Task brief: Starting at the line that holds "e.g. [[46, 143]]", copy every line exactly through the end of the data, and no others.

*** Supplied records ***

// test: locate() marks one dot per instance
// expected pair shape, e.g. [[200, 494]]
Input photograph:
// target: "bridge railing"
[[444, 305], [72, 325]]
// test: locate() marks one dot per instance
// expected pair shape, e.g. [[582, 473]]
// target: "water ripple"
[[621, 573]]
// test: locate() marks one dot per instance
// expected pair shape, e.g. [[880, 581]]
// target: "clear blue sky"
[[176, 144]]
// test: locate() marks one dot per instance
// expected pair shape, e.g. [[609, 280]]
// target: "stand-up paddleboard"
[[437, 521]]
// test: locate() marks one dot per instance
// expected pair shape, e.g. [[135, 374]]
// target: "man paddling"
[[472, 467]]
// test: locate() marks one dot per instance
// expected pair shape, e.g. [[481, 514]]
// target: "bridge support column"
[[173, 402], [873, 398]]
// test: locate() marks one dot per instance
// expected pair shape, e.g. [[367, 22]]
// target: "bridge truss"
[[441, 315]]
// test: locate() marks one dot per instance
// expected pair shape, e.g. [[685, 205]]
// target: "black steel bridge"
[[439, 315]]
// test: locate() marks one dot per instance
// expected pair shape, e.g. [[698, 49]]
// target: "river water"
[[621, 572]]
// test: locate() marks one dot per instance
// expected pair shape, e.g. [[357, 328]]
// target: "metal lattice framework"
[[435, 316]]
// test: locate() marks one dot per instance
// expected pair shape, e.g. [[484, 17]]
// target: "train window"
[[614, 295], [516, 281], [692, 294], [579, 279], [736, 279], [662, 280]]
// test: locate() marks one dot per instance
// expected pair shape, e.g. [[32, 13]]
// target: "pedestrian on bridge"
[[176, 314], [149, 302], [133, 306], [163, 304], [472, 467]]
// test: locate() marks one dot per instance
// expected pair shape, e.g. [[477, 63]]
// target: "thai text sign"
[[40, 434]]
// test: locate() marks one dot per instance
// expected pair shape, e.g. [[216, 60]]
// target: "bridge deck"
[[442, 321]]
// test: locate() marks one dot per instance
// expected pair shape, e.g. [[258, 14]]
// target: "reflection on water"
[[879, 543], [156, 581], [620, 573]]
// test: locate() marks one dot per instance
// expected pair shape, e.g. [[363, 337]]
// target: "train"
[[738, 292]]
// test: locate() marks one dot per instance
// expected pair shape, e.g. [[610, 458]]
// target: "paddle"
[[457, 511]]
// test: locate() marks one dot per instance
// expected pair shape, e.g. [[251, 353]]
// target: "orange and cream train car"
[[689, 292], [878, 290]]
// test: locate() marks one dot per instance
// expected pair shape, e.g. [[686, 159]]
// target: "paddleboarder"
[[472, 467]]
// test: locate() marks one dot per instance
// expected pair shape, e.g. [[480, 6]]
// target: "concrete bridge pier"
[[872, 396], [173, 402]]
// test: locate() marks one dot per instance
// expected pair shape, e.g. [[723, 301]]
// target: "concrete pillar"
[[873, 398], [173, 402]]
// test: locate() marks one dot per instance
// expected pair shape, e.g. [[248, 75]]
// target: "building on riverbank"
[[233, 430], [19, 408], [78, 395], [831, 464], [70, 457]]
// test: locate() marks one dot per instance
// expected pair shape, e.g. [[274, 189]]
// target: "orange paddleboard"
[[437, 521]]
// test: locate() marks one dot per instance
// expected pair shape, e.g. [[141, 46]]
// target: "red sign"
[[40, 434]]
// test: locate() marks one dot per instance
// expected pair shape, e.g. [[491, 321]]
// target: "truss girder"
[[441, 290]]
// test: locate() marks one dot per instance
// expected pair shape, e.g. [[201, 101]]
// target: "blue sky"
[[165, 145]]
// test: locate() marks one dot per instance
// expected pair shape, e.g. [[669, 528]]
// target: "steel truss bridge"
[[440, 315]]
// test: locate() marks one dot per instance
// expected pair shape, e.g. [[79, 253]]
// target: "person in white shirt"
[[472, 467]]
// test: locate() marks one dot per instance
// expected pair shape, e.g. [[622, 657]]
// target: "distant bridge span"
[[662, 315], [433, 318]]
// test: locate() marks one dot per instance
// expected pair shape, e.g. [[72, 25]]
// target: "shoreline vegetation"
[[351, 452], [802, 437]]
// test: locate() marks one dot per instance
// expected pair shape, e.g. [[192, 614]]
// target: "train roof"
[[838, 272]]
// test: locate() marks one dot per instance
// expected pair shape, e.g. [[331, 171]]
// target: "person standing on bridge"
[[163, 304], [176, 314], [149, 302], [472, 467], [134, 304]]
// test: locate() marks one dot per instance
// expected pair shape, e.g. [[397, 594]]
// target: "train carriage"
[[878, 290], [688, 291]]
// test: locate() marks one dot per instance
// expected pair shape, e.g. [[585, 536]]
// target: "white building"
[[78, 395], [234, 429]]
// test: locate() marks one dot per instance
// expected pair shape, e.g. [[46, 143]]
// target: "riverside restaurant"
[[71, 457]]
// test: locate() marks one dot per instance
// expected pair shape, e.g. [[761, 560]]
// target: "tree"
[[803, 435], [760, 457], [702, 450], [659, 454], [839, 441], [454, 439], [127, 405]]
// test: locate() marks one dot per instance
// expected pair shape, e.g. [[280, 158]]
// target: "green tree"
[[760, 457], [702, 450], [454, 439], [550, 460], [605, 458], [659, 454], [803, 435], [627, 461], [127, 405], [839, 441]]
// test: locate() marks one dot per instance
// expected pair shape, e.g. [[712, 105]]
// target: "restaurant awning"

***

Answer for the task:
// expected pair shape, e.g. [[46, 143]]
// target: "riverside restaurant"
[[71, 457]]
// test: locate() marks one dot per instance
// expected pair shape, e.g. [[761, 560]]
// target: "tree"
[[803, 435], [760, 457], [702, 450], [659, 454], [839, 441], [454, 439], [127, 405]]
// test: locate() marks one dot per instance
// expected pair shape, e.g. [[280, 158]]
// target: "green tree"
[[760, 457], [702, 450], [454, 439], [550, 460], [605, 458], [659, 454], [803, 435], [627, 461], [127, 405], [839, 441]]
// test: locate() marks one dot per instance
// expected pair shape, e.g. [[712, 105]]
// target: "restaurant awning"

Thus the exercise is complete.